• TASK BRIEF:
Which of the lines below include the word "player"? Pull each one out.

(Referring expression pointing data)

• • •

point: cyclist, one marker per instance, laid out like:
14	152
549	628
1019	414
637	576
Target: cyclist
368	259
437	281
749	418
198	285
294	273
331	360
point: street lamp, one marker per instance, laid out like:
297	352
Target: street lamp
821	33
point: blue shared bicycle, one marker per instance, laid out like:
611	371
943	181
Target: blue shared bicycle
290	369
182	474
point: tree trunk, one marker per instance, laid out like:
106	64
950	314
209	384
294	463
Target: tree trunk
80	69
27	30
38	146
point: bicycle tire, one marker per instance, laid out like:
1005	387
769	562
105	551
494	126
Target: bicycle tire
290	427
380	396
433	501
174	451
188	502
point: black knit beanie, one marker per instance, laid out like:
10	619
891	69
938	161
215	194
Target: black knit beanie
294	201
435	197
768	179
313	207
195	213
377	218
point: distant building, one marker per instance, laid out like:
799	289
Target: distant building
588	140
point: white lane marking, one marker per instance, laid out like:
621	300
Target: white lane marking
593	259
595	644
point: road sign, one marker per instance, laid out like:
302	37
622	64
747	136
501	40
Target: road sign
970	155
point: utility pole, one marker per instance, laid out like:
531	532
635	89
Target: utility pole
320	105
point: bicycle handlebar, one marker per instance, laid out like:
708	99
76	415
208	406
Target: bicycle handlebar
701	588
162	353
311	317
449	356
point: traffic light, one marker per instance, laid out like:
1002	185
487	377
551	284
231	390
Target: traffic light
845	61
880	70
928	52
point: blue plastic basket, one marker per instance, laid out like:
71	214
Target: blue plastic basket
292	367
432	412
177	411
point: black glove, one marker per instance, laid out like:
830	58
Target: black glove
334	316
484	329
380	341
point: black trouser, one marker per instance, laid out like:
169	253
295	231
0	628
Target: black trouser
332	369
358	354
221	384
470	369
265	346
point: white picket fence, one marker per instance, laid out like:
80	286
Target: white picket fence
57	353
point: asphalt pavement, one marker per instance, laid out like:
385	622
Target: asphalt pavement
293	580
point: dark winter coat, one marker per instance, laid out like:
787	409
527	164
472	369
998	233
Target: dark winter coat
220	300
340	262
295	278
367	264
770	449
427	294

• • •

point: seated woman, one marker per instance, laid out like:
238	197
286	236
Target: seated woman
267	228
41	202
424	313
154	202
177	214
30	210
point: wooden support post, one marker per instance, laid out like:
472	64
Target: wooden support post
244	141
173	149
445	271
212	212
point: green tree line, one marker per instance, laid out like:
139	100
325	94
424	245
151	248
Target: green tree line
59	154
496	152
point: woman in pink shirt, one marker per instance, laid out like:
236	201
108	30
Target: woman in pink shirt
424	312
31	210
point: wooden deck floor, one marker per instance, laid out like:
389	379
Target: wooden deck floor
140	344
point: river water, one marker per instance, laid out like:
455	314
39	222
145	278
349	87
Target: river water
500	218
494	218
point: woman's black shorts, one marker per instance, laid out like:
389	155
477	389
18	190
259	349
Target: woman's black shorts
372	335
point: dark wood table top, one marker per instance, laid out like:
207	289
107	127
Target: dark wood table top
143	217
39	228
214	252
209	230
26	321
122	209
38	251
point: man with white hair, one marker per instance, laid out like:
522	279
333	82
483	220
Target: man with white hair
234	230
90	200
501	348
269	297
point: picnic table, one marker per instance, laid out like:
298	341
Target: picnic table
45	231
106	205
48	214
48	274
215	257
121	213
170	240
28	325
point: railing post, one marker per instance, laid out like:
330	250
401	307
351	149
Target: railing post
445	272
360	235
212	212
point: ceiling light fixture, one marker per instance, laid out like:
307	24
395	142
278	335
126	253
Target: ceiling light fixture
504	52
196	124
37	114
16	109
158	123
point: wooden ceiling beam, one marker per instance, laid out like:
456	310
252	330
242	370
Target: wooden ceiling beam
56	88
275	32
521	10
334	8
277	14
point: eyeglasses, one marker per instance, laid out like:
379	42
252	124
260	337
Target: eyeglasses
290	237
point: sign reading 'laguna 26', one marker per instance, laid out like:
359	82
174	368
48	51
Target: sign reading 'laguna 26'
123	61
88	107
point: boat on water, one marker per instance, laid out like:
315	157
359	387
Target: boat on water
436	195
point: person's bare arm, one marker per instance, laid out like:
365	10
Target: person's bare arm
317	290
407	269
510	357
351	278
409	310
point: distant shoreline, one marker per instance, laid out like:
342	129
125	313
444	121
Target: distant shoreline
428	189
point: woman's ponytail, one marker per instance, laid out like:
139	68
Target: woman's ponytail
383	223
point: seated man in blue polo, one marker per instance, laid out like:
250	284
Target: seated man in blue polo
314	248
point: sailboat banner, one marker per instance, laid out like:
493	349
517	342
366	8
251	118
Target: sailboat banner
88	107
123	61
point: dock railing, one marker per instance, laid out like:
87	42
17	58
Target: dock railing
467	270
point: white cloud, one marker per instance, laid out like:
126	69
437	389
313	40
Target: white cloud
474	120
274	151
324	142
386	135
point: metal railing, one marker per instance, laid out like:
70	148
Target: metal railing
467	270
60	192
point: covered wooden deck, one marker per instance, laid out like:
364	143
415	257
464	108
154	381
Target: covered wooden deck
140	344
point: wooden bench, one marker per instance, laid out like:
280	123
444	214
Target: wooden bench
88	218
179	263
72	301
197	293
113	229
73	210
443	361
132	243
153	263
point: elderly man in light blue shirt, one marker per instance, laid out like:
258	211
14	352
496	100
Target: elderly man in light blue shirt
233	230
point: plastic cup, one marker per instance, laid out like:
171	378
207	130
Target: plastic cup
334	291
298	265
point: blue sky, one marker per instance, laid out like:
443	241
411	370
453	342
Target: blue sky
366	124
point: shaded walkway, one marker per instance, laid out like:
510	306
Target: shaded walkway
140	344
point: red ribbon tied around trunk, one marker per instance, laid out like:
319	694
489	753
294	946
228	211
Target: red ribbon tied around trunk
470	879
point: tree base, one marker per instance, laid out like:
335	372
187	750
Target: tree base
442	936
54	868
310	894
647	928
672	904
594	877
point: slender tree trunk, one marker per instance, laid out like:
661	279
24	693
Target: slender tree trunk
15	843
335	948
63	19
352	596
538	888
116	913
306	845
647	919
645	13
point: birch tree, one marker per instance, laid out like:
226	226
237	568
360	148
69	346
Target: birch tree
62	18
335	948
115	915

• • •

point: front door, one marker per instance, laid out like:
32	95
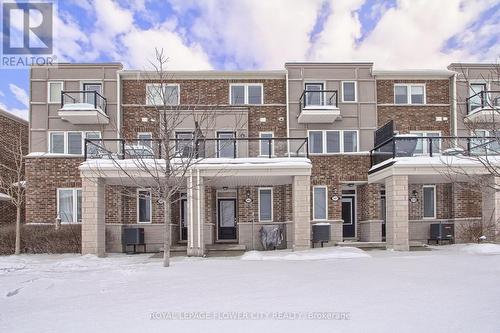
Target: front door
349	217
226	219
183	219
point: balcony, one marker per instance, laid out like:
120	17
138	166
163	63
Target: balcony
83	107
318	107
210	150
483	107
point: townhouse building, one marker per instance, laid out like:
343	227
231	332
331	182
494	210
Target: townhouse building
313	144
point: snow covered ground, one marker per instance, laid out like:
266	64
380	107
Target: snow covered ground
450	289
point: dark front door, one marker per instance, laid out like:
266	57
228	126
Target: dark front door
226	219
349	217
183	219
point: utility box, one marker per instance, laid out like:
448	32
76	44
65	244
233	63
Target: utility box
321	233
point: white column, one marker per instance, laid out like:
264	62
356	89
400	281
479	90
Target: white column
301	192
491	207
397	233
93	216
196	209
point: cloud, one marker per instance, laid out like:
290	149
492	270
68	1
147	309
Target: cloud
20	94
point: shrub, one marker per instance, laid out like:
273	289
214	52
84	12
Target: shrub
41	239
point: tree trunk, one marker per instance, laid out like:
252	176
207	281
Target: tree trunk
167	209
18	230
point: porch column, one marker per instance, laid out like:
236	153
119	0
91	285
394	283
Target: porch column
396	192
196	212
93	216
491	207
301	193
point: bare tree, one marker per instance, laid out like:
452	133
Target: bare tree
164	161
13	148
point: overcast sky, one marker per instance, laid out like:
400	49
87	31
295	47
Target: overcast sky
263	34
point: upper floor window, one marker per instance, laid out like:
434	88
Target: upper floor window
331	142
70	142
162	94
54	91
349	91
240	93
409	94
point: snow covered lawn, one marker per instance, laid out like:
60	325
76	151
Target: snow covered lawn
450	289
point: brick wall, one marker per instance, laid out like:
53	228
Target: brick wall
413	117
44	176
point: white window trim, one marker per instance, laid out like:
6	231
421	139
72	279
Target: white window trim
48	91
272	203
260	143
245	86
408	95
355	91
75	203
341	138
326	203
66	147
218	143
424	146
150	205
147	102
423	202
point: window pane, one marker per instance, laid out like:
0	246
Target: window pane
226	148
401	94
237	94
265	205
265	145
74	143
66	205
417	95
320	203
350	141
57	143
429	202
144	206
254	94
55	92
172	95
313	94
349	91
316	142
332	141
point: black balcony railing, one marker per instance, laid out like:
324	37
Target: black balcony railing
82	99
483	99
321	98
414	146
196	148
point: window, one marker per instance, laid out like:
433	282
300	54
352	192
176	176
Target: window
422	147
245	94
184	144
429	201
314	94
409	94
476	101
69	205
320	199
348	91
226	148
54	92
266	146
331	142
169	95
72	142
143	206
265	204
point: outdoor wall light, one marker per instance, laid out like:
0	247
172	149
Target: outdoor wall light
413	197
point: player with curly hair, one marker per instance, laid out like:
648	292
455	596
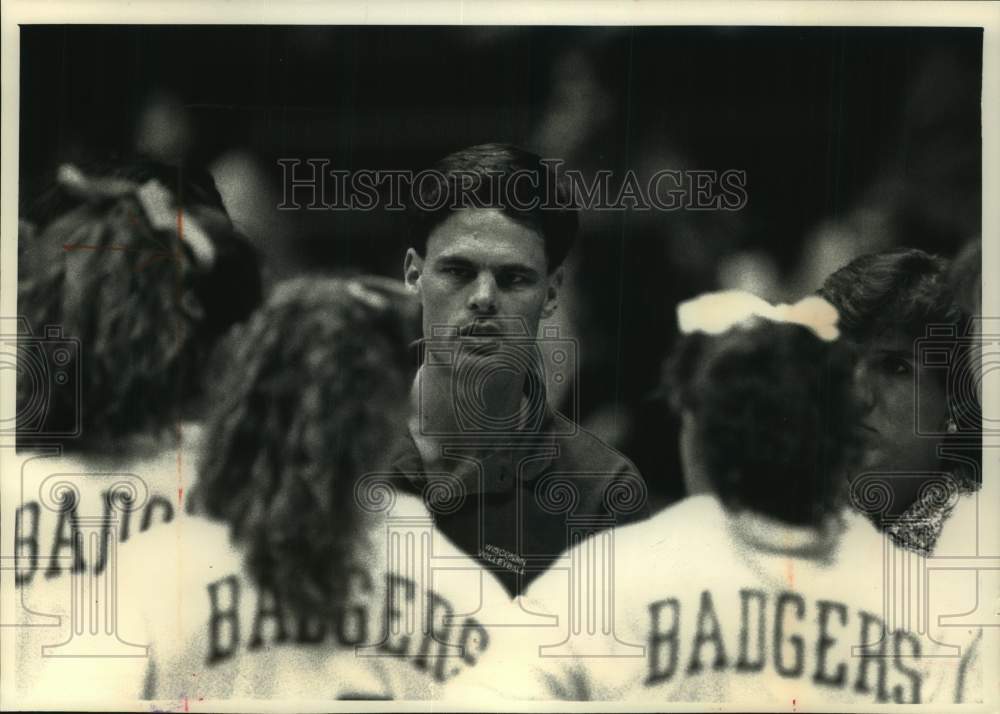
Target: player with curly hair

• • •

• YOUR SOLUTION:
point: player with curly hair, one marker per instance, laid out like:
Target: player with curly hair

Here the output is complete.